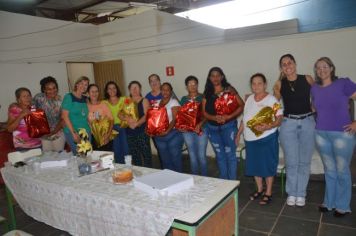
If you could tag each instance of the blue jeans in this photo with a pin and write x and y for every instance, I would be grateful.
(222, 139)
(72, 144)
(170, 150)
(297, 140)
(336, 149)
(120, 146)
(196, 145)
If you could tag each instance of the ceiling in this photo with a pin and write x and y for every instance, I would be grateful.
(97, 11)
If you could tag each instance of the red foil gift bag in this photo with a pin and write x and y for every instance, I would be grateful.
(37, 124)
(188, 116)
(157, 120)
(226, 103)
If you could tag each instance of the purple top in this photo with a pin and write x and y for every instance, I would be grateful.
(332, 104)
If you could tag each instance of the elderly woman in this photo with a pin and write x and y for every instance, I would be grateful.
(75, 112)
(170, 142)
(335, 134)
(99, 112)
(221, 129)
(16, 123)
(49, 101)
(297, 129)
(261, 150)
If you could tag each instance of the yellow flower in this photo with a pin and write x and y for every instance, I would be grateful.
(84, 146)
(83, 133)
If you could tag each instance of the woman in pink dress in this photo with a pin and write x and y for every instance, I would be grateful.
(16, 123)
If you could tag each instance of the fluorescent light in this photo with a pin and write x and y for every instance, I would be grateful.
(240, 13)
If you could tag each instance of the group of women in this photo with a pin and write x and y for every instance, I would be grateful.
(313, 110)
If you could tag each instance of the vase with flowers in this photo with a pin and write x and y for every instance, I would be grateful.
(83, 148)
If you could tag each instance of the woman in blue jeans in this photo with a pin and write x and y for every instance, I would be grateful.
(196, 141)
(335, 134)
(170, 142)
(221, 129)
(113, 100)
(297, 129)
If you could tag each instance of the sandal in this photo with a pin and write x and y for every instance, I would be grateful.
(266, 199)
(255, 195)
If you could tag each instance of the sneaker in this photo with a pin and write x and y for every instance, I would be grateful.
(300, 201)
(291, 200)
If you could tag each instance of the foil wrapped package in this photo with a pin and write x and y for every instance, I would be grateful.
(188, 116)
(266, 115)
(100, 128)
(157, 120)
(128, 108)
(37, 124)
(226, 103)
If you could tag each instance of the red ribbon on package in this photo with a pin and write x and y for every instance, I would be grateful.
(188, 116)
(157, 120)
(226, 103)
(37, 124)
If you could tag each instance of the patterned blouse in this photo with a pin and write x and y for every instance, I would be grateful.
(52, 108)
(20, 135)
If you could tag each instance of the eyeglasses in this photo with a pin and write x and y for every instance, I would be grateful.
(322, 67)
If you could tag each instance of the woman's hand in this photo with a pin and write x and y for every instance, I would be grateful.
(351, 128)
(262, 127)
(76, 137)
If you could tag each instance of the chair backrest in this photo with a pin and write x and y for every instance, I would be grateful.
(17, 156)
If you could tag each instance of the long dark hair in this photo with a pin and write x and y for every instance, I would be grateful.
(209, 87)
(328, 61)
(106, 94)
(48, 80)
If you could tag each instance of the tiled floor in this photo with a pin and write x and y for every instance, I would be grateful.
(274, 219)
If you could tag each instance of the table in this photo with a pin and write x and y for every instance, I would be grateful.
(92, 205)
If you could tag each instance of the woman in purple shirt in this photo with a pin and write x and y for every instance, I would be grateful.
(335, 134)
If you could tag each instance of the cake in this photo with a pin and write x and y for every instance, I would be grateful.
(120, 176)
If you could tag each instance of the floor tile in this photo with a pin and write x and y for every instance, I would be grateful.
(275, 206)
(308, 212)
(348, 220)
(295, 227)
(332, 230)
(256, 221)
(248, 232)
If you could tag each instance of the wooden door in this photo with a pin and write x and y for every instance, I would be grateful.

● **WHAT IS ASKED**
Print the entries above exactly, taking out only the pictures.

● **EXPECTED OUTPUT**
If you could tag each instance of the blue jeans in this photo with a pin and write x and y for every instance, I would be grateful.
(222, 139)
(72, 144)
(170, 150)
(297, 140)
(336, 149)
(120, 146)
(196, 145)
If you could tag each instance of the ceiling in this photo with a pin and write x and y for every instance, I would be grateful.
(97, 11)
If you could tag each instance of the red foil gift bag in this photo with a pin and write x and y for every instance, I would be grateful.
(37, 124)
(188, 116)
(157, 120)
(226, 103)
If you could tag each instance of the purple top in this photo with a pin and write x and y for every instance, I would be grateful.
(332, 104)
If you could tag each instance of the elderly woman in this photo with a pin and write x and y for every instance, I would be grateful.
(75, 112)
(170, 142)
(335, 134)
(99, 112)
(221, 129)
(16, 123)
(49, 101)
(297, 129)
(261, 150)
If you could tag each instance of the yellow flower in this photo with a pin and write x and y for every instance, I would be grateful.
(84, 146)
(83, 133)
If you could tag each instance of the woman in pink dress in this photo with a pin and write x and y for every instance, I would be grateful.
(16, 123)
If you could tag each instance of the fluorescent light in this photo with a pin and write x and y for every instance, I would be grateful.
(240, 13)
If you could tag each instance of the group of women in this photo with a pin and write x and y for every instance, I would be grateful.
(313, 110)
If you could tag each instance of the vase with flowers in this photo with a pin and write x and y for every instance, I would be grateful.
(83, 148)
If you could tag each instance of the woman in blue jeans in this photo with a pin and write x and y for every instance, I would be grateful.
(196, 141)
(335, 134)
(170, 142)
(221, 129)
(113, 100)
(297, 129)
If you could tag each instance of the sandal in this photo with a pin and write x and y for every instance, I would be grateful.
(266, 199)
(255, 195)
If you could tag each instance of the sneaker in this photo with a pin and write x and y for every instance, I would be grateful.
(300, 201)
(291, 200)
If you could tag each instance of the foil wrapped package in this photo with a pin and write x and y for every instance, I would be grateful.
(188, 116)
(266, 115)
(100, 128)
(157, 120)
(128, 108)
(37, 124)
(226, 103)
If you could tag each instance of the red ribbon on package in this photo with a pin and write x and y for every instance, I would be grateful.
(188, 116)
(157, 120)
(226, 103)
(37, 124)
If you could tag each instance of the patterned blouse in this photo with a pin and write x and y for every instance, I would be grateful.
(52, 108)
(20, 135)
If you could tag each instance of the eyeglasses in this photo with a pin and write x and y for every instance, I would be grateful.
(322, 67)
If you could tag each instance of the woman's hand in this photo with a pin and write x and y for every instance, I would be grateful.
(351, 128)
(262, 127)
(76, 137)
If you could tag each instance of the chair backrest in this photo with a pin and write x and y for every instance, I would be grateful.
(17, 156)
If you could tag each instance of the long dark hair in this photo with a pin and write x and y for every instance, I would be grateful.
(209, 87)
(328, 61)
(106, 94)
(48, 80)
If you could tag each instance of the tiled floor in this photo with a pin and write x and y for every instance, I would be grateful.
(274, 219)
If you could tag each instance of the table in this photo with a pin and write x and y for every instance, I would be grateful.
(92, 205)
If you could tag each instance of the woman in purple shirt in this photo with a pin and write x and y for every instance, I would be grateful.
(335, 134)
If you could tag each instance of the cake in this photo with a pin and write x and y for every instance, I would be grateful.
(120, 176)
If you could tag each instance of the floor tile in this photo with a pin and write x and y for every instance, I would be grateful.
(275, 206)
(308, 212)
(348, 220)
(295, 227)
(332, 230)
(256, 221)
(248, 232)
If you could tag each instance of the wooden door in this photo with a pin and write x and y for every instance, I would be grateful.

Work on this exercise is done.